■ EXERCISE DESCRIPTION
Copy the records from the line containing "# point at: the wooden fence (one" down to the end, requests included, and scale every point coordinate by 1.25. Round each result to a whole number, rounding halves up.

■ INFORMATION PROVIDED
****
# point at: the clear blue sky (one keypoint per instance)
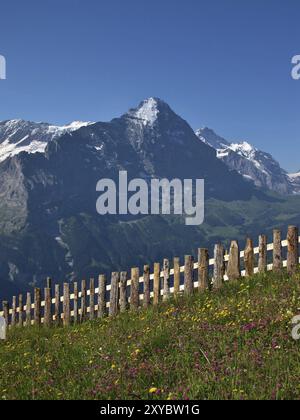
(225, 64)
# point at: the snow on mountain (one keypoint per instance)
(147, 112)
(18, 136)
(254, 164)
(295, 180)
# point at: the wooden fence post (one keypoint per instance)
(83, 301)
(166, 270)
(249, 258)
(5, 307)
(176, 263)
(134, 290)
(37, 306)
(234, 264)
(219, 266)
(47, 309)
(123, 291)
(189, 275)
(203, 262)
(57, 305)
(293, 250)
(101, 296)
(13, 311)
(262, 261)
(114, 294)
(146, 302)
(66, 305)
(20, 320)
(92, 299)
(28, 309)
(156, 284)
(75, 306)
(48, 283)
(277, 251)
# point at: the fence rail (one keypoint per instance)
(130, 293)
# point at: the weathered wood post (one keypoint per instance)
(83, 301)
(203, 263)
(156, 284)
(92, 299)
(146, 302)
(75, 305)
(176, 263)
(234, 263)
(293, 250)
(189, 275)
(37, 306)
(262, 260)
(49, 283)
(102, 296)
(28, 309)
(123, 292)
(219, 266)
(20, 320)
(13, 311)
(134, 290)
(277, 251)
(47, 308)
(249, 258)
(114, 295)
(5, 307)
(166, 270)
(57, 306)
(66, 305)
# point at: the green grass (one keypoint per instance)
(232, 344)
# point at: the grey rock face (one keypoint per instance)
(255, 165)
(49, 225)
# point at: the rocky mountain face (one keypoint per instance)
(295, 181)
(253, 164)
(48, 220)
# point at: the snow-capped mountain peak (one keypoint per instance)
(18, 136)
(148, 111)
(252, 163)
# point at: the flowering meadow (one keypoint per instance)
(232, 344)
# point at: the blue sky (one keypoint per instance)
(225, 64)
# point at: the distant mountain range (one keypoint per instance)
(48, 220)
(255, 165)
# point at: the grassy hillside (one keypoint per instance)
(233, 344)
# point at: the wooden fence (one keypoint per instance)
(125, 293)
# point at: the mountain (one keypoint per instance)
(255, 165)
(18, 136)
(295, 180)
(48, 220)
****
■ EXERCISE RESPONSE
# point at: the wooden fence (one keypoint per instance)
(156, 366)
# point at: the mountain (one keypoint per instance)
(319, 206)
(23, 170)
(369, 225)
(60, 275)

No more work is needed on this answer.